╭─ ENTRIES PROVIDED

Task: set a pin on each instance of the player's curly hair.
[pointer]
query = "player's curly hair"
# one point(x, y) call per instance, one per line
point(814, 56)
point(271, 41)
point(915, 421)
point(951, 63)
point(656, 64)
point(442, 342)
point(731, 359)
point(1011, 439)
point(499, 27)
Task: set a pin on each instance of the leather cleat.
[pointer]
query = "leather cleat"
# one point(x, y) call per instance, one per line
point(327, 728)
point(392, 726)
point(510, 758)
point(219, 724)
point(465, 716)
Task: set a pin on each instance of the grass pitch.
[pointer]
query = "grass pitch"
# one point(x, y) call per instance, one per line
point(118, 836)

╰─

◆ **CHALLENGE**
Rewrite all the items above so that every occurrence of "set a pin on" becomes "place a marker on", keeping everything else the same.

◆ **EXERCISE ANSWER**
Task: place a marker on each instance of the player's curly hair.
[pointer]
query = "player's curly hair"
# one point(x, y) call per instance, one per line
point(814, 56)
point(271, 41)
point(915, 421)
point(951, 63)
point(656, 64)
point(442, 342)
point(731, 359)
point(1011, 439)
point(499, 27)
Task: place a marker on each instance of the leather cleat.
[pointer]
query = "leather cleat"
# one point(x, y) call per instance, one per line
point(327, 728)
point(392, 726)
point(510, 758)
point(219, 724)
point(465, 716)
Task: place a marker on each instance of the grass pitch.
[pointer]
query = "grass pitch"
# one point(x, y) call per instance, one per line
point(118, 836)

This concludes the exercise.